(Short exercise): Lay out the stretch of material from the line containing "the rear quarter" through the end as a two-column CSV headed text and box, one row for each thing to find: its wording under text and its answer under box. Quote every field and replace line breaks with spaces.
+++
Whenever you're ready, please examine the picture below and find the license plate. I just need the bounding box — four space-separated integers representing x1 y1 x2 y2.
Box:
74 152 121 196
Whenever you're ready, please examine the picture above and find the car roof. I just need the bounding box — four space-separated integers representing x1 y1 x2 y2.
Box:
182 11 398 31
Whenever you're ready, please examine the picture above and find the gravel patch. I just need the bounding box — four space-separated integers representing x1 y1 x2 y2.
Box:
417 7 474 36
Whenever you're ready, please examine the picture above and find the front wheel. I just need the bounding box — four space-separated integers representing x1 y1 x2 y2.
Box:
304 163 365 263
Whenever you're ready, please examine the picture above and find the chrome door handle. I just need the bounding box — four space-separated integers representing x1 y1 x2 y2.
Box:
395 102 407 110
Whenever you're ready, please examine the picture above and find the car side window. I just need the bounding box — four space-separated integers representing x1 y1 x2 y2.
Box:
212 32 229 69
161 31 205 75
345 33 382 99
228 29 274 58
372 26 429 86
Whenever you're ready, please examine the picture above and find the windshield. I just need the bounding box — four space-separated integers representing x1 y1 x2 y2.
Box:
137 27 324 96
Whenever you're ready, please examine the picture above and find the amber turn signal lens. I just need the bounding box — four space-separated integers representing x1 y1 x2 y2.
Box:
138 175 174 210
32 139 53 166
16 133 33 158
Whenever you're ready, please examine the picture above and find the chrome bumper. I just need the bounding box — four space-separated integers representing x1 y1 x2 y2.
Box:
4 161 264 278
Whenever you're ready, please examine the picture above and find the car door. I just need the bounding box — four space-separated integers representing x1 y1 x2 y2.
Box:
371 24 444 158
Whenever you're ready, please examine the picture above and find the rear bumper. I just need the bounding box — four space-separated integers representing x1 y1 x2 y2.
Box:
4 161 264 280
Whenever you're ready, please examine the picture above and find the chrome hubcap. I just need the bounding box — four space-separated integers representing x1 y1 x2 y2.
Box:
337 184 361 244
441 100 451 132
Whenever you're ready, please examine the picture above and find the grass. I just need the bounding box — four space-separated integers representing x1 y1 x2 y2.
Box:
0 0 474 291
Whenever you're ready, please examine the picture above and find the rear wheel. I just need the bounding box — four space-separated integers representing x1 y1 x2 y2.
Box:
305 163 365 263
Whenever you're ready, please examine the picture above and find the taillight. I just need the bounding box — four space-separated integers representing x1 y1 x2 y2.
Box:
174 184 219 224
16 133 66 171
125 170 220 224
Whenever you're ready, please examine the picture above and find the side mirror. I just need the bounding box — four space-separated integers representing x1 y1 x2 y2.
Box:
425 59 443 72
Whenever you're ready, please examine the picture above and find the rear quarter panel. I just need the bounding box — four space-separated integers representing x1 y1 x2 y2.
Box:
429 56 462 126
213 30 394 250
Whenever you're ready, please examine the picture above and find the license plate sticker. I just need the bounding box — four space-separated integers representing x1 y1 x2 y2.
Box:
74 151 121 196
+++
(Task solution):
text,box
"Whenever you're ready, please examine the picture above and find the rear quarter panel. I just need the bounding box — four space-separated integers representing x1 y1 x2 y2. Box:","429 56 462 126 213 30 394 250"
"Whenever you're ready, please examine the picture above and find the license plate sticker. I just need the bounding box — four space-separated integers representing x1 y1 x2 y2. Box:","74 151 121 196"